Simon & Schuster | August 29, 2013 | Hardcover

Rin Tin Tin: The Life and the Legend is rated 4 out of 5 by 1.
He believed the dog was immortal.

So begins Susan Orlean’s sweeping, powerfully moving account of Rin Tin Tin’s journey from orphaned puppy to movie star and international icon. Orlean, a staff writer at The New Yorker who has been hailed as “a national treasure” by The Washington Post, spent nearly ten years researching and reporting her most captivating book to date: the story of a dog who was born in 1918 and never died.

It begins on a battlefield in France during World War I, when a young American soldier, Lee Duncan, discovered a newborn German shepherd in the ruins of a bombed-out dog kennel. To Duncan, who came of age in an orphanage, the dog’s survival was a miracle. He saw something in Rin Tin Tin that he felt compelled to share with the world. Duncan brought Rinty home to California, where the dog’s athleticism and acting ability drew the attention of Warner Bros. Over the next ten years, Rinty starred in twenty-three blockbuster silent films that saved the studio from bankruptcy and made him the most famous dog in the world. At the height of his popularity, Rin Tin Tin was Hollywood’s number one box office star.

Stated problem A: Retype the Rin Tin Tin book description between "So begins Susan" and "and never died.", inclusive.
Stated problem B: According to the Rin Tin Tin book description, where did Lee Duncan find the newborn German shepherd?
Stated problem C: Carry on the Rin Tin Tin book description from its last sentence.

Information supplied:

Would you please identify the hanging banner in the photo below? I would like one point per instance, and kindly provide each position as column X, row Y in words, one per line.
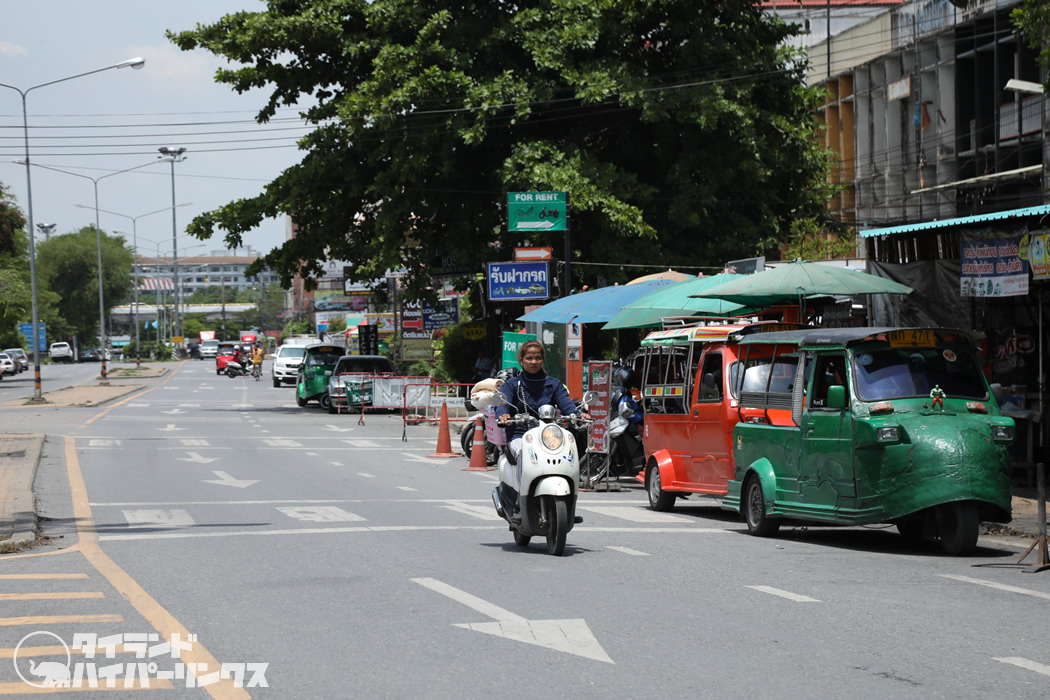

Reply A:
So begins Susan Orlean’s sweeping, powerfully moving account of Rin Tin Tin’s journey from orphaned puppy to movie star and international icon. Orlean, a staff writer at The New Yorker who has been hailed as “a national treasure” by The Washington Post, spent nearly ten years researching and reporting her most captivating book to date: the story of a dog who was born in 1918 and never died.

Reply B: He found it in the ruins of a bombed-out dog kennel on a battlefield in France during World War I.

Reply C:
During the decades that followed, Rinty and his descendants rose and fell with the times, making a tumultuous journey from silent films to talkies, from black-and-white to color, from radio programs to one of the most popular television shows of the baby boom era, The Adventures of Rin-Tin-Tin. The canine hero’s legacy was cemented by Duncan and a small group of others—including Bert Leonard, the producer of the TV series, and Daphne Hereford, the owner of the current Rin Tin Tin—who have dedicated their lives to making sure the dog’s legend will never die.

At its core, Rin Tin Tin is a poignant exploration of the enduring bond between humans and animals. It is also a richly textured history of twentieth-century entertainment and entrepreneurship. It spans ninety years and explores everything from the shift in status of dogs from working farmhands to beloved family members, from the birth of obedience training to the evolution of dog breeding, from the rise of Hollywood to the past and present of dogs in war. Filled with humor and heart and moments that will move you to tears, Susan Orlean’s first original book since The Orchid Thief is an irresistible blend of history, human interest, and masterful storytelling—a dazzling celebration of a great American dog by one of our most gifted writers.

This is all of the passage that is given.